Thanks for your reply, I think I will try to implement your method of doing all integrals all together. I tested a simple code but it seems like complex number is not supported

import numpy
import vegas

f = lambda x: x * (1.0 + 1.0j)

integrator = vegas.Integrator([[0.0, 1.0]])
integral = integrator(f, nitn = 10, neval = 1e5)

print integral

And I get a warning

ComplexWarning: Casting complex values to real discards the imaginary part

Do I have to separate the real and imaginary part manually or the vegas library can support complex number?

gplepage commented 5 years ago

vegas does not support complex numbers directly (it is on the list for some day). For complex integrands I find it easiest to do all the work inside the integrand using complex numbers, separating them into real and imaginary at the very last step. For example, if you want your integrand to return a complex-valued array table you could use code like:

def sigma(x):
    ...
    table = ... complex array ...

» Material provided:
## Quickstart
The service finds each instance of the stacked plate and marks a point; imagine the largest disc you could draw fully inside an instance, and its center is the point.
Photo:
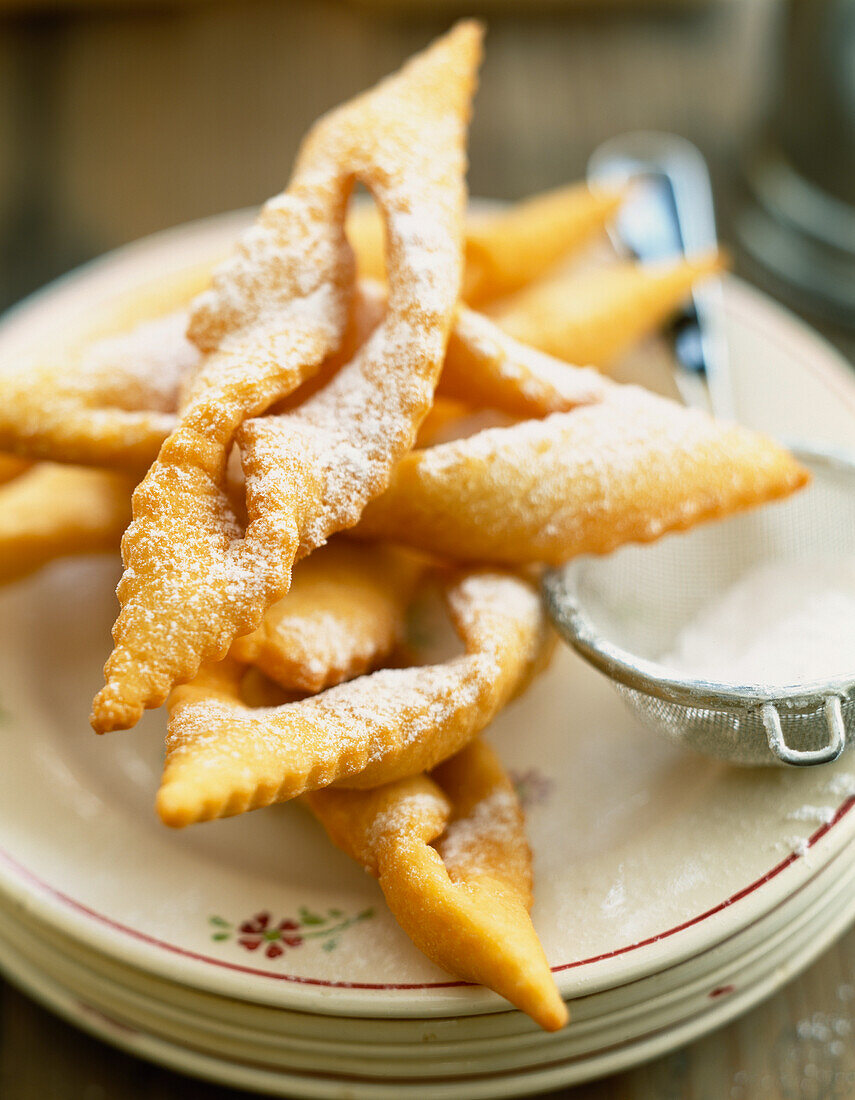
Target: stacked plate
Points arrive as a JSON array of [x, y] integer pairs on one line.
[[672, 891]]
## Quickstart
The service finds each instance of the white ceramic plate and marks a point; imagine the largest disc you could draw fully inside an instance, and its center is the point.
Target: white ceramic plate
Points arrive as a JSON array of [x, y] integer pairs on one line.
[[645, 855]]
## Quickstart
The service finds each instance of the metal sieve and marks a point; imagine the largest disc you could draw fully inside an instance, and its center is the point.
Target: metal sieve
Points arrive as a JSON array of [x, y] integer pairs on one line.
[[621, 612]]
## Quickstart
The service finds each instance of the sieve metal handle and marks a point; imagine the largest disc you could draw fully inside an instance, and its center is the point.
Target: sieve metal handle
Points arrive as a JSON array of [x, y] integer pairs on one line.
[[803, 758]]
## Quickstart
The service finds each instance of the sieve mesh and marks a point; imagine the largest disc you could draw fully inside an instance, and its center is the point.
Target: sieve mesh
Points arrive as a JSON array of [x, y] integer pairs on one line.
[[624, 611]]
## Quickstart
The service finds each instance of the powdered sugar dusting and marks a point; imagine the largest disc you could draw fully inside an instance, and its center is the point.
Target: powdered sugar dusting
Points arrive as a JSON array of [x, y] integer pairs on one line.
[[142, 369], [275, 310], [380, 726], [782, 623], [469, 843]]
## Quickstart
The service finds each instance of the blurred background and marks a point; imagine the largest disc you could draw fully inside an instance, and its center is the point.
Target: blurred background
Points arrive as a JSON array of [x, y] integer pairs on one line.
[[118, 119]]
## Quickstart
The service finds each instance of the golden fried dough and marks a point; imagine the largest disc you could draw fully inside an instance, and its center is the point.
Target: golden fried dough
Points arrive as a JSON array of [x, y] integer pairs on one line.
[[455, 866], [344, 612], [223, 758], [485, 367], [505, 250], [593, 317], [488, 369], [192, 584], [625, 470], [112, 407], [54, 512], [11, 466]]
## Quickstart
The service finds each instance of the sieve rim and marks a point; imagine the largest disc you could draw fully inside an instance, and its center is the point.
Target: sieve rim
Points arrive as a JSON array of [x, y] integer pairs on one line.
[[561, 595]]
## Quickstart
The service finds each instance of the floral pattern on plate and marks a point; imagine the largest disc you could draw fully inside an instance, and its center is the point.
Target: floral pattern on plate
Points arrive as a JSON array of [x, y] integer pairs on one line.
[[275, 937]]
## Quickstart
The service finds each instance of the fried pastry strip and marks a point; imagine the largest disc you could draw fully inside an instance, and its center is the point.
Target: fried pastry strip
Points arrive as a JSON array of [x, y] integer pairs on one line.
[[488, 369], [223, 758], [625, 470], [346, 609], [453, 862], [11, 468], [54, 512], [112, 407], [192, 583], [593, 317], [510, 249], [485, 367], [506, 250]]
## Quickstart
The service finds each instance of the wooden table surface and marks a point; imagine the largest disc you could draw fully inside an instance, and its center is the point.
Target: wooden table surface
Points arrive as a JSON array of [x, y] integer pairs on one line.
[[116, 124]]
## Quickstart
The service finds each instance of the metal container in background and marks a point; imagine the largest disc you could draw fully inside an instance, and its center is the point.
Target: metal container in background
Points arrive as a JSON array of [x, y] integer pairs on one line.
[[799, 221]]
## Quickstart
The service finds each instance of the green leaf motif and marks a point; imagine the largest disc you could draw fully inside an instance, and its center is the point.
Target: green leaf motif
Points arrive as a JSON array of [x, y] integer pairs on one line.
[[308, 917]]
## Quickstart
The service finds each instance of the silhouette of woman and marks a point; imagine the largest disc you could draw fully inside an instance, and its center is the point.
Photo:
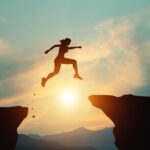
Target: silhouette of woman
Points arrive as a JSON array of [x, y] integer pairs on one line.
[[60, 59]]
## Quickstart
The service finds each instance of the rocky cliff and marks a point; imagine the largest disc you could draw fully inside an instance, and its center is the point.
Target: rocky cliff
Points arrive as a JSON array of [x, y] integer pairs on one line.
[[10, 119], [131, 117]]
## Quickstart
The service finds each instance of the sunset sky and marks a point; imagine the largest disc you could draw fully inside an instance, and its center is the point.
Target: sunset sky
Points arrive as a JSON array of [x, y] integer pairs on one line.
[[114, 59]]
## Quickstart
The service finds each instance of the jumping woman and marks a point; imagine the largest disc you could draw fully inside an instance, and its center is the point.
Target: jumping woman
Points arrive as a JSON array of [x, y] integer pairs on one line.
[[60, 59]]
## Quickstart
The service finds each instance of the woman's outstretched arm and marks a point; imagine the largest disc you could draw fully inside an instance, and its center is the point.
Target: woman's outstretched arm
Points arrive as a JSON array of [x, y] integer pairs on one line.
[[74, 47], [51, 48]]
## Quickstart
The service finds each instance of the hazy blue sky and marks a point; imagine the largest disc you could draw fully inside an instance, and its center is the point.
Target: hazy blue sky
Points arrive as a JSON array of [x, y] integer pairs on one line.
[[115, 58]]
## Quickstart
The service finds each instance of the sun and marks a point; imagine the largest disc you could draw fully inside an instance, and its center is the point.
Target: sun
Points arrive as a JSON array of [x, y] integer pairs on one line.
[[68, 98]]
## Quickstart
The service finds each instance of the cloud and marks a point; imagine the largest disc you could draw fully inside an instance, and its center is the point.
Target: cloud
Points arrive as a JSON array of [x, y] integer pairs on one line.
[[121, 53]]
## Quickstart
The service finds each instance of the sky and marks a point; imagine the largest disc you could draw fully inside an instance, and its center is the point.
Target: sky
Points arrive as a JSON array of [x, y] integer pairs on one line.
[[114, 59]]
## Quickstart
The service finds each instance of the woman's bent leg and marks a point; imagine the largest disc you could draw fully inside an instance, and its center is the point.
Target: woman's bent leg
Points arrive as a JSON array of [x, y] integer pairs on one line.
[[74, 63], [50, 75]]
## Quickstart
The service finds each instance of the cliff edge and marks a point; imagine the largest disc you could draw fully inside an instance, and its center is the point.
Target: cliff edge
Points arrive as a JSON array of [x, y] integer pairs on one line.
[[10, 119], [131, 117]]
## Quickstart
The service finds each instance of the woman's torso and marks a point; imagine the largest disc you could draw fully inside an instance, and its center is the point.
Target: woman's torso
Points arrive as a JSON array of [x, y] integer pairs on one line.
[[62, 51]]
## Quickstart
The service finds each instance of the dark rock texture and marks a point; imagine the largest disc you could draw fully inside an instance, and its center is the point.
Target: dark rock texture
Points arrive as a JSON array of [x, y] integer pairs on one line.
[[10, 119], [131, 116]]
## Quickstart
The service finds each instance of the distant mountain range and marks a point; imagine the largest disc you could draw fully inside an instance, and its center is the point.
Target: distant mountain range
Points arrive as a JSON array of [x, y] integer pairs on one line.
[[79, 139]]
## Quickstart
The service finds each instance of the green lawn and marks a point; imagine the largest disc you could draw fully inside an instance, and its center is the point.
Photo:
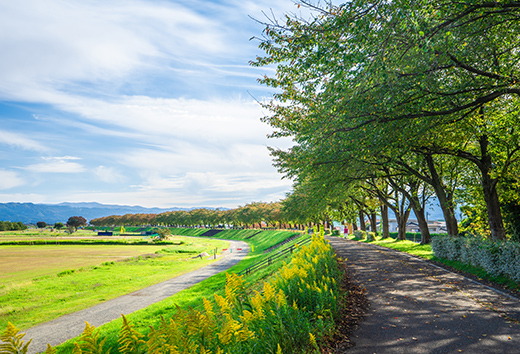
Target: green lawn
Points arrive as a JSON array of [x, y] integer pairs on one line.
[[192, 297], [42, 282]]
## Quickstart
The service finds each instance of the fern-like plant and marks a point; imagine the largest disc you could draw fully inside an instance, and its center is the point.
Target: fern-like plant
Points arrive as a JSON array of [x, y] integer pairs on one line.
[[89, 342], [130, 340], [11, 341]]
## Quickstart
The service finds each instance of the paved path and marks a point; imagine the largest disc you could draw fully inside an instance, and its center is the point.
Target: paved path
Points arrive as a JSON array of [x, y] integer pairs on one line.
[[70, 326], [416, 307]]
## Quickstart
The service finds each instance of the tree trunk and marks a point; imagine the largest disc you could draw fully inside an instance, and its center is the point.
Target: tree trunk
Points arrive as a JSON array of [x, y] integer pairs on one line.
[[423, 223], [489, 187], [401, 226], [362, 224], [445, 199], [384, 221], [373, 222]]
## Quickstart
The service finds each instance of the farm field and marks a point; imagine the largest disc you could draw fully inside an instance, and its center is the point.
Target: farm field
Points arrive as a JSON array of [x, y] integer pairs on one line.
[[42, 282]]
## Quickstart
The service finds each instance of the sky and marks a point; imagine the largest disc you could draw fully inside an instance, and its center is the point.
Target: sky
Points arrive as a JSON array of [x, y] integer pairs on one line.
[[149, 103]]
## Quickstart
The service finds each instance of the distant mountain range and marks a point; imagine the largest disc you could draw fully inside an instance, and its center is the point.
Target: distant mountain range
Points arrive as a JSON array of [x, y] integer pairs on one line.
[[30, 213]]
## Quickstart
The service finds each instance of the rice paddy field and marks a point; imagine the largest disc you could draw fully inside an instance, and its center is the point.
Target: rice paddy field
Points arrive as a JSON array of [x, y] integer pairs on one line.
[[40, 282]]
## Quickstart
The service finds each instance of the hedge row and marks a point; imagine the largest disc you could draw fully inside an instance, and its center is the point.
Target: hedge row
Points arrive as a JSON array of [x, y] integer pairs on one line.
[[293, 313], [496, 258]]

» Check your understanding:
A. Reproduce the passage of the vegas complex-integrand thread from "Thanks for your" to "integrator = vegas.Integrator([[0.0, 1.0]])".
B. In the thread about complex integrands in vegas, what approach does gplepage find easiest for handling complex integrands?
C. Write the next part of the vegas complex-integrand thread, picking up right after its final line.

» Set of answers:
A.
Thanks for your reply, I think I will try to implement your method of doing all integrals all together. I tested a simple code but it seems like complex number is not supported

import numpy
import vegas

f = lambda x: x * (1.0 + 1.0j)

integrator = vegas.Integrator([[0.0, 1.0]])

B. Doing all the work inside the integrand using complex numbers, then separating the results into real and imaginary parts at the very last step.

C.
    return dict(real=np.real(table), imag=np.imag(table))

The result returned by the integrator would be a dictionary, so you reconstruct complex numbers from it using something like:

result = integrator(sigma, neval=10000)
result = result['real'] + 1j * result['imag']

The dictionary could also contain other integrands, in addition to the real and imaginary parts of table.

zhyiyu commented 5 years ago

Thanks you so much for your help! I will try to implement that.

zhyiyu commented 5 years ago

I tried the method of doing multiple integrals at the same time, the problem is, sometimes it is much more accurate, but sometimes it is not as accurate as the method I used in the beginning. This should because I am trying to do too many other integrals all together, which made the Integrator confusing.

gplepage commented 5 years ago

The Integrator should not get confused, but you need to be careful about what it is adapting to. When there are multiple integrands, the integrator adapts to the first integrand in the result. So in a function like

def sigma(x):
    ... calculate real-valued sigma_value as in your original code ...
    ... calculate complex-valued table ...
    return dict(sigma=sigma_value, real=np.real(table), imag=np.imag(table))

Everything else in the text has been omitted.